Count the lines below that contain the string "target", and give only that number.

**Exercise input**
- - -
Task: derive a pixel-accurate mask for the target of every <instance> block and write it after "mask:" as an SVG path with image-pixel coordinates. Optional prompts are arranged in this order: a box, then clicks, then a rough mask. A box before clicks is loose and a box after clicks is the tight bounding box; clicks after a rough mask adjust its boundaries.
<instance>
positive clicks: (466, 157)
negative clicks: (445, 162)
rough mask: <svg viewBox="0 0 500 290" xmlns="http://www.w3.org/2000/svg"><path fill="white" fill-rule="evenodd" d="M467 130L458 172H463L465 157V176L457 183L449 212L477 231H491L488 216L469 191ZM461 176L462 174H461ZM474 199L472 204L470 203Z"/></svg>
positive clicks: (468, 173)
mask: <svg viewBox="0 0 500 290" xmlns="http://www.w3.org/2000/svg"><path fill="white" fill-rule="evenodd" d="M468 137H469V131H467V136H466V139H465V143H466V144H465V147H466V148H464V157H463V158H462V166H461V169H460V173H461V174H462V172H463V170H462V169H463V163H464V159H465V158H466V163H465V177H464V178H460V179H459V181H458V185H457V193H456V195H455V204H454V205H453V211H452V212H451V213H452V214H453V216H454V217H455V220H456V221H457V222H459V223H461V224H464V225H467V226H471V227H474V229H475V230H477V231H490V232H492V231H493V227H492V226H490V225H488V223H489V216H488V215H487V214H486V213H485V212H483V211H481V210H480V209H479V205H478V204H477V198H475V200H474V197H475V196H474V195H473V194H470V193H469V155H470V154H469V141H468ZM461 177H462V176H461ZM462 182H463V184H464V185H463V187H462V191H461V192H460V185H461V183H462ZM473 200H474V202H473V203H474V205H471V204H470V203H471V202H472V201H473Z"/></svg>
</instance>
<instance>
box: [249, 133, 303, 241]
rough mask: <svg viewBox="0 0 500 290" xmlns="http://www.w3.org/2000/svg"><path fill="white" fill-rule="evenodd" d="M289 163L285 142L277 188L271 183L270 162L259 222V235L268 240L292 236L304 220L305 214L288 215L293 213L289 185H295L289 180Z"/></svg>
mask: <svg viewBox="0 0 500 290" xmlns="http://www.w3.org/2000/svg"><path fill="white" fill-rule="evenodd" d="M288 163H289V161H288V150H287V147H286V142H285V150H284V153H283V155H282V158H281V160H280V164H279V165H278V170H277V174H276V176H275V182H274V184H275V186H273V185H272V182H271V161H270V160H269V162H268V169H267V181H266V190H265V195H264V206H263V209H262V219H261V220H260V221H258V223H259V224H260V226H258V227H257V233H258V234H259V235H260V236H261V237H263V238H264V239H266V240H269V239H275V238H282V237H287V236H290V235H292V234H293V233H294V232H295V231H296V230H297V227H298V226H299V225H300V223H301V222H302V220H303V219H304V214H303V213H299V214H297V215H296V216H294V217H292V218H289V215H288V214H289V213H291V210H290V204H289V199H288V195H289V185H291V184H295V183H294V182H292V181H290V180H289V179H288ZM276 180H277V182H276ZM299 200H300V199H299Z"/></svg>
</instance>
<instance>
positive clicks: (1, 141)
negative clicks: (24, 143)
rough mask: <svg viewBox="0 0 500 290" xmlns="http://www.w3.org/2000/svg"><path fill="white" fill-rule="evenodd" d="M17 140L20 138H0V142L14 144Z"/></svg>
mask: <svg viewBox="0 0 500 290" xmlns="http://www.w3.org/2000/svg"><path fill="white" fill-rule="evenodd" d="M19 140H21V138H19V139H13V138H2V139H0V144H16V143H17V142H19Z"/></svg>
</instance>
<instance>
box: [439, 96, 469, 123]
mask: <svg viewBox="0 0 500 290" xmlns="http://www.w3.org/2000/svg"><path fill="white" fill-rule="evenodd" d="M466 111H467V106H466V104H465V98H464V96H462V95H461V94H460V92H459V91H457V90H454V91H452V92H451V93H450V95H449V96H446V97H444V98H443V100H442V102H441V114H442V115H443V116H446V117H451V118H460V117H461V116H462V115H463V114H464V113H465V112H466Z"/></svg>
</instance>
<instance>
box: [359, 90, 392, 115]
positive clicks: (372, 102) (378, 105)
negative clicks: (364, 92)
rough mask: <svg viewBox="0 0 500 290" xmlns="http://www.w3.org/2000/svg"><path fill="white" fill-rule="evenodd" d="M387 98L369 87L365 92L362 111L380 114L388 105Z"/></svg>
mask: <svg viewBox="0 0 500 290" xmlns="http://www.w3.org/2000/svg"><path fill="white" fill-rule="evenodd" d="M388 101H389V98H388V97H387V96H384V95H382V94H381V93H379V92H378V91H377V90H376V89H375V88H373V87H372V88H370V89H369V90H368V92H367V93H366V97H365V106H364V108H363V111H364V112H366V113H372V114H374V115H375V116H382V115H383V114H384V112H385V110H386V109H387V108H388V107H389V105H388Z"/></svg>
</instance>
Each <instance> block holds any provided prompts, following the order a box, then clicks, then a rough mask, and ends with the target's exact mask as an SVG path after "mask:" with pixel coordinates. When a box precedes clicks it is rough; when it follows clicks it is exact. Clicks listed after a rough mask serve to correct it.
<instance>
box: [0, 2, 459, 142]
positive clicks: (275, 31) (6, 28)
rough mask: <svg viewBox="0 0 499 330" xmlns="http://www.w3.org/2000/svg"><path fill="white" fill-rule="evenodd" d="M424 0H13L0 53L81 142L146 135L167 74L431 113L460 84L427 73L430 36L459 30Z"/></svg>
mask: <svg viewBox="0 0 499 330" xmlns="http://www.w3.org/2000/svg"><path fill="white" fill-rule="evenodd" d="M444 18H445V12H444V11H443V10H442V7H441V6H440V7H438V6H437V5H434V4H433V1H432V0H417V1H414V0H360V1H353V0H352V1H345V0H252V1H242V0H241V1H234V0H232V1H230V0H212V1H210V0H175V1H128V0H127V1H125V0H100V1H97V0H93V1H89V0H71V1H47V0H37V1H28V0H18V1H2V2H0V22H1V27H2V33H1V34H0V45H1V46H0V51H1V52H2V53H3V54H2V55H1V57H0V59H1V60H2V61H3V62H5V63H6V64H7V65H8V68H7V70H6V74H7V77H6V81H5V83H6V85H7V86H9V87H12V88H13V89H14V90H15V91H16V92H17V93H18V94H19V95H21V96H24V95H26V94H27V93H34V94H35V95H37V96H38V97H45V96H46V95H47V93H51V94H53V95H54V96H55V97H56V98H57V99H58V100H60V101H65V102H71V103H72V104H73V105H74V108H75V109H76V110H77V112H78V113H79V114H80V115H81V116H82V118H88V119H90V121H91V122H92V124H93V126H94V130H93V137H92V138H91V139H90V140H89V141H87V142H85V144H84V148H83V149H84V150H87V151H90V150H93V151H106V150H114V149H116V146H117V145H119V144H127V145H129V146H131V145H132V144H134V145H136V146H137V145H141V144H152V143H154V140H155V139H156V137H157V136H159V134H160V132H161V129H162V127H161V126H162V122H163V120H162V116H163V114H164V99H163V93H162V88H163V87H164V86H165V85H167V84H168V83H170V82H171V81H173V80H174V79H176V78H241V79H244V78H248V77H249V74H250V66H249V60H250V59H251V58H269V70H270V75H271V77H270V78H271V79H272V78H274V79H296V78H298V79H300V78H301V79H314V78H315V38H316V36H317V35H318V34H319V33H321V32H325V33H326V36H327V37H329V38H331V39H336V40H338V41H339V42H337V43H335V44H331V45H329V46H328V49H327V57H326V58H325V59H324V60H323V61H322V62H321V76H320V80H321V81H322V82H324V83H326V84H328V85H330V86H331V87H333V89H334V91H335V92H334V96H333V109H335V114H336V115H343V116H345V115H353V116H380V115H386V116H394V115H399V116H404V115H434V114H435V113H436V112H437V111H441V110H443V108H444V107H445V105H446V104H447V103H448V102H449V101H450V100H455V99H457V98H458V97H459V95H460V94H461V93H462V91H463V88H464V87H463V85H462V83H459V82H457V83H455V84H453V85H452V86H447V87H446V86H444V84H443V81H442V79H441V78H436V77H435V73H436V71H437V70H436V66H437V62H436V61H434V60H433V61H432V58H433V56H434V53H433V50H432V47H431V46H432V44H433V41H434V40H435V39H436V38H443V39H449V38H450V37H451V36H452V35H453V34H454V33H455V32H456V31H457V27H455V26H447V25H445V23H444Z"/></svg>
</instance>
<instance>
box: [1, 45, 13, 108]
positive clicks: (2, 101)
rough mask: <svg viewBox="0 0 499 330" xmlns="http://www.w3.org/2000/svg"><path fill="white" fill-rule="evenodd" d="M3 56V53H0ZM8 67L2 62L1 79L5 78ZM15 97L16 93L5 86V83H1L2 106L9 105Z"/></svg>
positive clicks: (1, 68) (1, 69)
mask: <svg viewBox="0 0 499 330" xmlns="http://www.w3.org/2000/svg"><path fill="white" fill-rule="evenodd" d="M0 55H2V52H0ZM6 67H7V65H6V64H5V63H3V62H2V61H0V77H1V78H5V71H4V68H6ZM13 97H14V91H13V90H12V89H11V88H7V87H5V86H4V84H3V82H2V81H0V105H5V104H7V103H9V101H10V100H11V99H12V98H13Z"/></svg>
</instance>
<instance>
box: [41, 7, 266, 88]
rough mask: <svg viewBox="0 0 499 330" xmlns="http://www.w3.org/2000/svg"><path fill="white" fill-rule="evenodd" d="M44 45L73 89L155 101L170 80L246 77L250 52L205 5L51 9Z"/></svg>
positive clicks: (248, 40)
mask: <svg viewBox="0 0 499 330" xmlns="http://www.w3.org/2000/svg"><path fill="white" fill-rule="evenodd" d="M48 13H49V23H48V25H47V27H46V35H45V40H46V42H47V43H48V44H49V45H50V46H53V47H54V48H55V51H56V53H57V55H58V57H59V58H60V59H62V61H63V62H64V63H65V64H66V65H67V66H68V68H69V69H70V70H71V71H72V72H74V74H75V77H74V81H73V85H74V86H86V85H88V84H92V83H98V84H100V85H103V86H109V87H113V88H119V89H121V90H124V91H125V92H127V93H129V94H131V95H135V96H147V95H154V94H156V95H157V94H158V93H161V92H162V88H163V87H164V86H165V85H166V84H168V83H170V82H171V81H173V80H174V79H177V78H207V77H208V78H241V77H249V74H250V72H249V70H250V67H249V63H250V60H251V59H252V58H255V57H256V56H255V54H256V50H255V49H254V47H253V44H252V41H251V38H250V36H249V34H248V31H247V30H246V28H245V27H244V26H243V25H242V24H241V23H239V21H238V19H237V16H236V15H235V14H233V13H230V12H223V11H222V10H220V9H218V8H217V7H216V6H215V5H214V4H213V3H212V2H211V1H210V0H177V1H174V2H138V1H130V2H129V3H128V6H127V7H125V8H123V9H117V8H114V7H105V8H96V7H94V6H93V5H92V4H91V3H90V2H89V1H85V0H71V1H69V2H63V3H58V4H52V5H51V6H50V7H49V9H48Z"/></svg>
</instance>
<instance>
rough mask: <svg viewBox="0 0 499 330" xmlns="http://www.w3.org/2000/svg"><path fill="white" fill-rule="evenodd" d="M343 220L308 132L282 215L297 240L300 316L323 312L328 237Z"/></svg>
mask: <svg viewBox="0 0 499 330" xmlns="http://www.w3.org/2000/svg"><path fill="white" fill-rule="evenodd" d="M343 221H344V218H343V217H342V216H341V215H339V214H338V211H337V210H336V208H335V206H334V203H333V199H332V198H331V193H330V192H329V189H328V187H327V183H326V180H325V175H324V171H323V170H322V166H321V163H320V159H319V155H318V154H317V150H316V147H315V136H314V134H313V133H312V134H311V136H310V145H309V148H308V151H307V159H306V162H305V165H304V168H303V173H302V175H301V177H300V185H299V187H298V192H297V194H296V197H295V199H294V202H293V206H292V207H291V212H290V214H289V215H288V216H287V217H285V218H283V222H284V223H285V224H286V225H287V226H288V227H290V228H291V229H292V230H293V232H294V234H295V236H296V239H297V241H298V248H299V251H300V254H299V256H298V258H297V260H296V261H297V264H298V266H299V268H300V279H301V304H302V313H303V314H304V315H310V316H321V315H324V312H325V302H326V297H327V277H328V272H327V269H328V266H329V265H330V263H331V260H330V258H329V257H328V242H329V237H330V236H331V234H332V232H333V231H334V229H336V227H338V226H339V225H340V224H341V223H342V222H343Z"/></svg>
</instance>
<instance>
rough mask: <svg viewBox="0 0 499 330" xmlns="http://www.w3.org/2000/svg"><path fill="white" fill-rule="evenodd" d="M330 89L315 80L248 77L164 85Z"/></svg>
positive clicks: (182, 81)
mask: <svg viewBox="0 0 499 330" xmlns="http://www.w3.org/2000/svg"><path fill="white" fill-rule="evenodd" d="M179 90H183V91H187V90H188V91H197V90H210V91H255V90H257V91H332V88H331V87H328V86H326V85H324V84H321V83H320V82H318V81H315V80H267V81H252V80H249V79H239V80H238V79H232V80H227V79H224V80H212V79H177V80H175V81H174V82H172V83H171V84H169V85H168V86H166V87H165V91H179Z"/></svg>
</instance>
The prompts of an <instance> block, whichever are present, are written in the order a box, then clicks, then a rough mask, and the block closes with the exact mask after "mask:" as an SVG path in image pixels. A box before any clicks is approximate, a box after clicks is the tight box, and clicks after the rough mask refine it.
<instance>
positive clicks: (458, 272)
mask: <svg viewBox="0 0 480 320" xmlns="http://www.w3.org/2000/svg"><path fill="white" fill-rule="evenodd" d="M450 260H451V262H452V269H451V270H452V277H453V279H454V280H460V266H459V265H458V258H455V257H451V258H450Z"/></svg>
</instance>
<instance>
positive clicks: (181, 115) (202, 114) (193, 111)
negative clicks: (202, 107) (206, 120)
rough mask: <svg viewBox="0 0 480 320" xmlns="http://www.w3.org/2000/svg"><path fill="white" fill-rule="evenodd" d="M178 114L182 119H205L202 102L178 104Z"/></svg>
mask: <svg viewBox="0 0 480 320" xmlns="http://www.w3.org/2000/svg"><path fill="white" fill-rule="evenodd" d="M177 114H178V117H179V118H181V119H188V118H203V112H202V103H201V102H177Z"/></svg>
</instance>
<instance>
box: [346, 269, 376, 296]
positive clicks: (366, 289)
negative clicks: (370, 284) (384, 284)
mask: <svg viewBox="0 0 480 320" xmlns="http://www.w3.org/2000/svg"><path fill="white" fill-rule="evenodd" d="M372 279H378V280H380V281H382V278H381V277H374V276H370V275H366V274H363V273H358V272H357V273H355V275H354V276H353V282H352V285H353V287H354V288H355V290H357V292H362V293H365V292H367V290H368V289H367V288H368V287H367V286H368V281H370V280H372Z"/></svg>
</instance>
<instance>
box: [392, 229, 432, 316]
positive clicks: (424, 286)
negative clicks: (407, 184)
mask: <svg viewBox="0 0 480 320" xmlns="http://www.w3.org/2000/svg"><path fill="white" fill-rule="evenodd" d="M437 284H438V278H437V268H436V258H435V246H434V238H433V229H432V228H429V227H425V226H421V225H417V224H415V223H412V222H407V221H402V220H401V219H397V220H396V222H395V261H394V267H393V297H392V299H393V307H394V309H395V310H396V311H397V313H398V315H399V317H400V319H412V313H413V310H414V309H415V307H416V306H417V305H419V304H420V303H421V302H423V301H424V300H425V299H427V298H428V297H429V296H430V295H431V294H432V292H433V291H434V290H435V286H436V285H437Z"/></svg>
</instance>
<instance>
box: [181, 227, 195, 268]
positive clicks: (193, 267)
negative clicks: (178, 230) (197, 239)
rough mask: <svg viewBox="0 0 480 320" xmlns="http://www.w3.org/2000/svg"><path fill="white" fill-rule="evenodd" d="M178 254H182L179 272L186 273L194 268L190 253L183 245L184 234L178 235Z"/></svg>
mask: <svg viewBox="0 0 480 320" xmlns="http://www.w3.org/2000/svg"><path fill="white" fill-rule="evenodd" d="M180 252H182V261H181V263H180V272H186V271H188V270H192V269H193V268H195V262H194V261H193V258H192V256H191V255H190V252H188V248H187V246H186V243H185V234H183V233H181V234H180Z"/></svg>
- - -
**Answer area**
2